**COMPLETE THE FOLLOWING:**
[1] In the mailing-list reply on the store data race, what does the flag-based patch avoid generating besides producing better code?
[2] From the mailing-list reply on the store data race, write out the stretch that begins at the words "Re: [PR tree-optimization/52558]: RFC: questions" and stops after the words "provides superior results.".

Re: [PR tree-optimization/52558]: RFC: questions on store data race

Richard Guenther Wed, 25 Apr 2012 04:45:23 -0700

On Tue, Apr 24, 2012 at 7:43 PM, Aldy Hernandez <[email protected]> wrote:
> On 04/13/12 03:46, Richard Guenther wrote:
>>
>> On Fri, Apr 13, 2012 at 12:11 AM, Aldy Hernandez<[email protected]>  wrote:
>
>
> Richard.  Thanks so much for reviewing and providing an alternative
> approach, which AFAICT provides superior results.
>
>
>> A similar effect could be obtained by keeping a flag whether we entered
>> the
>> path that stored the value before the transform.  Thus, do
>>
>>   lsm = g2;  // technically not needed, if you also handle loads
>>   flag = false;
>>   for (...)
>>     {
>>        if (g1)
>>          {
>>             if (flag)
>>               g2 = lsm;
>>          }
>>        else
>>          {
>>             lsm = 0;
>>             flag = true;
>>          }
>>     }
>>   if (flag)
>>     g2 = lsm;
>
>
> I have implemented this in the attached patch, and it seems to be generating
> better code than my other if-changed approach.  It also avoids generating
> unnecessary loads that may trap.
>
> For the original testcase:
>
>
> int g_1 = 1;
> int g_2 = 0;
>
> int func_1(void)
> {
>  int l;
>  for (l = 0; l < 1234; l++)
>  {
>   if (g_1)
>     return l;
>   else
>     g_2 = 0;
>  }
>  return 999;
> }
>
> After all optimizations are done, we are now generating the following for
> the flags approach:
>
> new:
> func_1:
>        movl    g_1(%rip), %edx
>        xorl    %eax, %eax
>        testl   %edx, %edx
>        je      .L5
>        rep
>        ret
> .L5:
>        movl    $0, g_2(%rip)
>        movw    $999, %ax
>        ret
>
> Which is significantly better than the unmodified trunk of:
>
> func_1:
>        movl    g_1(%rip), %edx
>        movl    g_2(%rip), %eax
>        testl   %edx, %edx
>        je      .L5
>        movl    %eax, g_2(%rip)
>        xorl    %eax, %eax
>        ret
> .L5:
>        movl    $0, g_2(%rip)
>        movl    $999, %eax
>        ret
>
> And in other less contrived cases, we generate correct code that avoids
> writes on code paths that did not have it.  For example, in Hans register
> promotion example:
>
> int count;
>
> struct obj {
>    int data;
>    struct obj *next;
> } *q;
>
> void func()

**INFORMATION PROVIDED:**
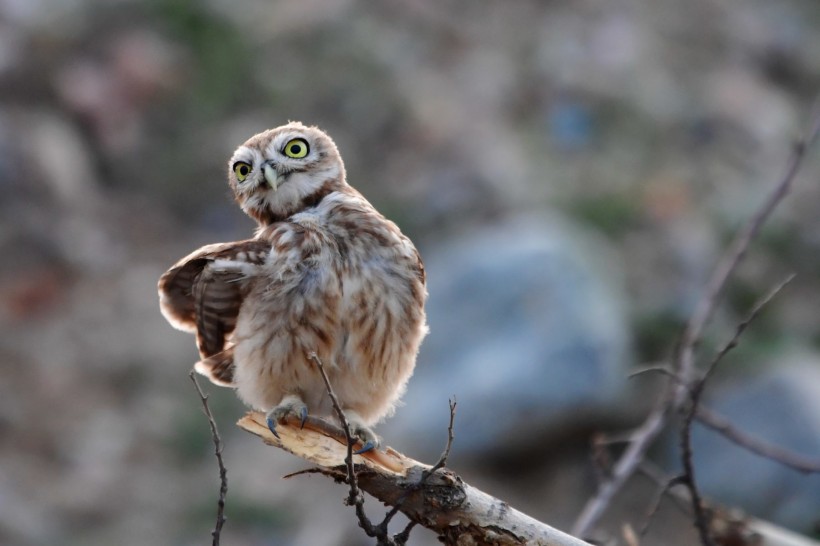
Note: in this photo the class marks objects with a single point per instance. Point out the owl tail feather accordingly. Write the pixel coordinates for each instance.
(218, 368)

**WRITTEN RESPONSES:**
[1] It avoids generating unnecessary loads that may trap.

[2]
Re: [PR tree-optimization/52558]: RFC: questions on store data race

Richard Guenther Wed, 25 Apr 2012 04:45:23 -0700

On Tue, Apr 24, 2012 at 7:43 PM, Aldy Hernandez <[email protected]> wrote:
> On 04/13/12 03:46, Richard Guenther wrote:
>>
>> On Fri, Apr 13, 2012 at 12:11 AM, Aldy Hernandez<[email protected]>  wrote:
>
>
> Richard.  Thanks so much for reviewing and providing an alternative
> approach, which AFAICT provides superior results.